LISTED RECORDS ▸
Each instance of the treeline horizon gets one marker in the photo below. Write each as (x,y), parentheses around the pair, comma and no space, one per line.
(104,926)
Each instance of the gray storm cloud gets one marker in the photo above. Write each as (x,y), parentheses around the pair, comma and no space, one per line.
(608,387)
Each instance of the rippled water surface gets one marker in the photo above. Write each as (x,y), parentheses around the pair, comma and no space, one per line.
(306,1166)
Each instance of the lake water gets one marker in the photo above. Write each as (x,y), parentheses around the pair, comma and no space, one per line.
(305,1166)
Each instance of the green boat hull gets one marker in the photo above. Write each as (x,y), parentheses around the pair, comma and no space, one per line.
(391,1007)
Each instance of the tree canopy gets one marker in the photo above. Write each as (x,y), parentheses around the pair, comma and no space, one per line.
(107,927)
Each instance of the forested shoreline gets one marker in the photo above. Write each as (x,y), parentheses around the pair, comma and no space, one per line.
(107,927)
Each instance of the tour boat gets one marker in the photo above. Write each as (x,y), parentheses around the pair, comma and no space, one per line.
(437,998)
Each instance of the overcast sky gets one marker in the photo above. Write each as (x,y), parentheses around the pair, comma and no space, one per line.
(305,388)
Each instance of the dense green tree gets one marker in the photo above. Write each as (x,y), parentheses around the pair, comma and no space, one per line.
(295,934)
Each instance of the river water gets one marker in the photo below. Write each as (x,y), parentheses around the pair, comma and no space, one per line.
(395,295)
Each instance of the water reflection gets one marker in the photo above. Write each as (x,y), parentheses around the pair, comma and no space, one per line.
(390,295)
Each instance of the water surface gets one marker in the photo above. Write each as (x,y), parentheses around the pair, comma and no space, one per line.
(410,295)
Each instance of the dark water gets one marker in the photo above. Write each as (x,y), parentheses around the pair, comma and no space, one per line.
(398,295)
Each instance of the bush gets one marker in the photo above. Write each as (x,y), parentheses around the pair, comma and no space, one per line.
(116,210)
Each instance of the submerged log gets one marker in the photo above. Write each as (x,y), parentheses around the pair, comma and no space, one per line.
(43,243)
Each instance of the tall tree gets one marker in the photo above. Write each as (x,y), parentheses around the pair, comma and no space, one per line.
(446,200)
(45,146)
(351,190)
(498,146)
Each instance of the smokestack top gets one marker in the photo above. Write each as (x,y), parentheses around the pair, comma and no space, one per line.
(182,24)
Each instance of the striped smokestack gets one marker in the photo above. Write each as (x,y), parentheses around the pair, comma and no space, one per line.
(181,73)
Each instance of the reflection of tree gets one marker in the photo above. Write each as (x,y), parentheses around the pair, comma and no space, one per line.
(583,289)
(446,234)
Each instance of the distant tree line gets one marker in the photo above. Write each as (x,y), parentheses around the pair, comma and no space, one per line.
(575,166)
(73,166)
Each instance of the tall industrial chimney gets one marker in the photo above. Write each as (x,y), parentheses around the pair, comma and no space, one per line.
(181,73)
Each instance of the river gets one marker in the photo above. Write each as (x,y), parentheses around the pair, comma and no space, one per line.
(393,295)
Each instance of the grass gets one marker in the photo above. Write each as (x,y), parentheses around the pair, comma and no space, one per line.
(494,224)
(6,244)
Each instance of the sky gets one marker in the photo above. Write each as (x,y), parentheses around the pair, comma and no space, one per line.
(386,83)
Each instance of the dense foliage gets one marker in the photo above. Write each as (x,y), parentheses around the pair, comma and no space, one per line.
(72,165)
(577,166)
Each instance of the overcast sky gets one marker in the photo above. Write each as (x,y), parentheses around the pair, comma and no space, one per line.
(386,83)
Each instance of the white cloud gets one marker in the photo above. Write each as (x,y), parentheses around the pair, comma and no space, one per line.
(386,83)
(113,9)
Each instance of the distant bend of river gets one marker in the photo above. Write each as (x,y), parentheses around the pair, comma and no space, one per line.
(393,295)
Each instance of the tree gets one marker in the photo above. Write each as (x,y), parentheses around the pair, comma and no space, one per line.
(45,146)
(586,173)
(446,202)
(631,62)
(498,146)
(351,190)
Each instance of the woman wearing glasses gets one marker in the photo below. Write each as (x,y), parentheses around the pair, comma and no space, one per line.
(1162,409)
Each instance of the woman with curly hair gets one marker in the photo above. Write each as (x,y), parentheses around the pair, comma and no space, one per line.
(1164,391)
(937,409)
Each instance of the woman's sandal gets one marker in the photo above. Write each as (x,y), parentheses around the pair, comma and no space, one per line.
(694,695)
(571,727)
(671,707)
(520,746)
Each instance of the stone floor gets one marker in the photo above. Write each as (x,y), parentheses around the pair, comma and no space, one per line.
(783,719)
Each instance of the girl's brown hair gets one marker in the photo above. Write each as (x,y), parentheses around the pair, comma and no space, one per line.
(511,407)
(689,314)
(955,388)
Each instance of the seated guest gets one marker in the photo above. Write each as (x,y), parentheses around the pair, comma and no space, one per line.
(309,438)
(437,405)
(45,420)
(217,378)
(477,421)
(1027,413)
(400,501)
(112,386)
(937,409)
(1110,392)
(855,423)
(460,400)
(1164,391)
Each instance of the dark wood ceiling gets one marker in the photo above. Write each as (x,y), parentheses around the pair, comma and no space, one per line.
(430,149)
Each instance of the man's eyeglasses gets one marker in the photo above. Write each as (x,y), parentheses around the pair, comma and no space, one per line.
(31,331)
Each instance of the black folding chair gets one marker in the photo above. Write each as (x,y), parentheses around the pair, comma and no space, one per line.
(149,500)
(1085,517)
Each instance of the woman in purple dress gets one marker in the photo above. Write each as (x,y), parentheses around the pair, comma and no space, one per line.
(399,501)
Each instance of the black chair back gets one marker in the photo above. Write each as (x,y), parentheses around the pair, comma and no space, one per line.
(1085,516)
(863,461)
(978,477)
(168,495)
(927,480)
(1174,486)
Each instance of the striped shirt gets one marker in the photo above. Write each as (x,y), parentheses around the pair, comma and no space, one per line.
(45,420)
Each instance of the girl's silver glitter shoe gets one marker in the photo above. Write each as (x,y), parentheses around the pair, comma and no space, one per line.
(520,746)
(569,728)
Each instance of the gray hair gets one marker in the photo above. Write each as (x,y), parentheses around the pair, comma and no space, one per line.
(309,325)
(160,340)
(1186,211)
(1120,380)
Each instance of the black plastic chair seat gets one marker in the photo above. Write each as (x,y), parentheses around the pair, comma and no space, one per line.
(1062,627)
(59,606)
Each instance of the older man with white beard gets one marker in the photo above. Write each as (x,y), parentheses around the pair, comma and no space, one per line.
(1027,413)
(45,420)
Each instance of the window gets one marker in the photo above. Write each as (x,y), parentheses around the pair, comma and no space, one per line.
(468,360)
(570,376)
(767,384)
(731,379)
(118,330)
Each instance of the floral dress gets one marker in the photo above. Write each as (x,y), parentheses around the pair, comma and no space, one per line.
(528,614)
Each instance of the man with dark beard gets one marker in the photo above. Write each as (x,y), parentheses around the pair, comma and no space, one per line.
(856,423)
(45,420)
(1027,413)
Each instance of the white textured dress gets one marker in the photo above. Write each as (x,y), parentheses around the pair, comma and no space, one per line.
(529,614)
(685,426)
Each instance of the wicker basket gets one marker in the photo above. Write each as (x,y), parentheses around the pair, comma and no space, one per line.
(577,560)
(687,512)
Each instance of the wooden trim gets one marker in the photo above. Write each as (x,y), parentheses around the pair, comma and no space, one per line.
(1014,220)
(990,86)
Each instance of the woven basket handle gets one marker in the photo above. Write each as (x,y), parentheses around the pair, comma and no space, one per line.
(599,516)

GIVEN EXERCISE ▸ Extract the whole listing, character for character.

OUTPUT OF THE TASK ▸
Each instance of the treeline horizon gets one marker in the photo below. Write each as (x,y), parentheses around the pair, comma and no space, one per line.
(104,926)
Each instance of the gray storm cloud gets one marker in the photo above. Write each as (x,y), parentheses around the pair, comma and no space, one per line.
(608,387)
Each instance of the rippled water surface gets one marker in the photo above. Write each as (x,y), parentheses around the pair, comma and no space, one per line.
(306,1166)
Each instance of the lake water gets one marker in the photo above. Write each as (x,y), parentheses around the pair, comma and no space, one per line.
(305,1166)
Each instance of the green boat hull gets one marker in the photo above. Write each as (x,y), parentheses around the pair, comma and no space, one per line.
(391,1007)
Each instance of the tree canopy gets one marker in the photo above. Write each as (x,y), parentheses around the pair, comma and no space, one per line.
(107,927)
Each instance of the forested shoreline gets one marker in the photo above. Write each as (x,y), parentheses around the pair, comma and no space, one per line.
(107,927)
Each instance of the tour boat gets one marker in the photo above. Write each as (x,y), parentheses around the pair, comma and no space, one per line.
(437,998)
Each instance of the overcast sky gets one marker in the photo above. Write each as (x,y), parentheses around the pair, comma and no space, one per line.
(305,388)
Each instance of the dense green tree gets one marker in the photo above. Write each as (x,y), parentheses around the pair, comma and no space, one per line.
(295,934)
Each instance of the river water gets one marker in the photo below. Write each as (x,y), parentheses around the pair, comma and no space, one per line.
(395,295)
Each instance of the water reflection gets one marker in the photo above. Write each as (x,y), parentheses around the pair, comma and no space, one per line.
(390,295)
Each instance of the water surface gets one marker in the photo above. Write each as (x,y), parentheses around the pair, comma and no space, one per line.
(410,295)
Each instance of the dark water gets one marker in the photo above. Write each as (x,y), parentheses around the pair, comma and no space, one per line.
(398,295)
Each instance of the bush gets one marker in the photo above. Write each as (x,y), parentheses around the pair, comma and no space, one per line.
(116,210)
Each instance of the submerged log gets one marker in the photo above. Write each as (x,y), parentheses around the pair, comma and no space, one per line.
(43,243)
Each instance of the tall tree gets one marker in the photo above. Write each as (x,y), parentheses around the pair, comma and no space, one per line.
(446,200)
(45,146)
(351,190)
(498,146)
Each instance of the smokestack top gets one marker in the photo above. Write each as (x,y), parentheses around the pair, comma and no space, one per line.
(182,24)
Each instance of the striped smokestack gets one marker in the photo above. Write each as (x,y), parentheses around the pair, comma and no space, one per line.
(181,73)
Each instance of the reflection of tree gets one marker in the photo above. Write each as (x,y), parentheses around the pair, comma and no space, one per line.
(583,289)
(446,234)
Each instance of the distant tree line gets one marker in the photo above. Write each as (x,y), parentheses around the pair, comma and no space, one per line.
(575,166)
(73,166)
Each instance of the tall industrial chimney gets one marker in the photo above. Write each as (x,y), parentheses around the pair, comma and no space, one per line.
(181,73)
Each instance of the river gets one marker in the photo above. Write each as (x,y), parentheses around the pair, comma and no space, one per line.
(393,295)
Each instance of the grass gets one marker in the photo above. Write each as (x,y), parentheses around the pair, comma and no space, one per line.
(494,224)
(6,244)
Each instance of the sky gets one marker in the photo above. Write each as (x,y), parentheses around the pair, comma and no space, one per line.
(386,83)
Each instance of the dense foliage gets one marker in the photo above. Write each as (x,y), parentheses around the pair, comma and no space, one per line.
(72,165)
(577,166)
Each instance of the overcast sky gets one marker in the photo above. Write each as (x,y), parentheses around the pair, comma and no space, one per line.
(386,83)
Each instance of the white cloud gets one marker in the photo above. Write each as (x,y), parentheses around the pair, comma and no space, one per line.
(386,83)
(113,9)
Each instance of the distant bend of river gets one marker in the photo above. Write each as (x,y), parentheses around the pair, comma and no space, one per line.
(393,295)
Each instance of the tree gets one marker in the photo above. Write each as (x,y), parentheses around the pair, comma and no space, one per line.
(45,146)
(586,173)
(446,202)
(631,62)
(498,146)
(351,190)
Each instance of the woman wearing glasses gets one marker in the photo below. Write each as (x,y), parentheses around the pair, comma and no space, one per line.
(1162,409)
Each instance of the woman with curly hair gets one marker in the photo above. Write each as (x,y), parentheses around the pair, comma and no space, one per line.
(1164,391)
(937,409)
Each instance of the woman's sandal gets one marker in the photo above. Write each as (x,y), parentheses around the pair, comma and no space, one per line.
(694,695)
(571,727)
(671,707)
(520,746)
Each instance of the stone floor gets one marker in the photo above. Write each as (x,y), parentheses around the pair, comma and no space, one per line.
(783,719)
Each instance of the girl's brown hair gets one marker in the photo above. Write each as (x,y), parentheses around the pair, comma and no space, one per line.
(511,407)
(689,314)
(955,388)
Each instance of the seated guest gets one marker in the photo above. Write each as (x,y), parentheses around the pair, comma and no space, one per line.
(309,438)
(437,405)
(45,420)
(217,378)
(477,421)
(1027,413)
(400,501)
(112,386)
(937,409)
(1110,392)
(855,423)
(460,400)
(1164,391)
Each instance of the dark wood ceiling gets one marker in the photo above. Write each as (x,y), parentheses around the pair, comma and no space, one per line.
(430,149)
Each instance of the man's eyeglasses gets one marker in the photo above. Write each as (x,y), parentheses around the pair, comma and no space, one per line.
(31,331)
Each instance of the black folding chair gets one marker in the photo above. Write each as (x,y), parentheses around the pair, comma and no space, one per line.
(149,500)
(1085,517)
Each instance of the woman in purple dress gets one marker in the photo above. Write each as (x,y), parentheses around the pair, comma and no space, one per line.
(399,501)
Each instance of the black chair back gets one marker in the photo above. Write each as (x,y), parentheses around the pair, comma and no space, one per line.
(1085,516)
(863,461)
(978,477)
(168,495)
(927,480)
(1174,486)
Each instance of the striped shirt gets one marker in the photo above. Write each as (x,y), parentheses around the pair, comma and no space, one per line.
(45,420)
Each instance of the girl's silver glitter shoe gets one marker in the photo above. Write each as (x,y), parentheses around the pair, comma and no space, one per line.
(520,746)
(569,728)
Each instance of the gray hair gets one marker in the photo above. Write each as (x,y), parentheses around the pair, comma and no space, one per line.
(309,325)
(160,340)
(1186,211)
(1120,380)
Each instance of the black plastic chair seat gets one marker in the photo above. Write each as (x,y), parentheses around the pair, comma and no space, one per line.
(1062,627)
(59,606)
Each instance of the older man with white beard gets one marker in the photo above. Write each as (x,y), parentheses around the pair, comma and no space, one per line.
(1027,413)
(45,420)
Each instance of the window gets one marker in the photo above. Write each as (x,y), parentheses around the pair, comma and no space, one per line.
(468,360)
(570,376)
(767,384)
(731,379)
(118,330)
Each instance of the floral dress gets one marker in the photo above. Write each as (x,y), parentheses around the pair, comma and no space, one per line.
(528,614)
Each instance of the man with dark beard gets one marker in the photo above. Write each as (x,y), parentheses around the pair, comma and no space, one per line.
(856,423)
(45,420)
(1027,413)
Each instance of the white textured dress gets one marker in the photo above. Write each as (x,y), parentheses around the pair, comma and no space, one per line.
(529,614)
(685,426)
Each instance of the wicker basket gets one marker in the photo above. Write each as (x,y), parentheses around the pair, comma and no space, one per line.
(577,560)
(687,512)
Each instance of the wooden trim gets one marker in the photo above. Write each as (x,y), parentheses around the pair, comma and no space, one per line.
(1014,220)
(990,86)
Each instance of the woven basket handle gets one marker in the photo above. Write each as (x,y), parentheses around the pair, comma and no space, one per line.
(599,516)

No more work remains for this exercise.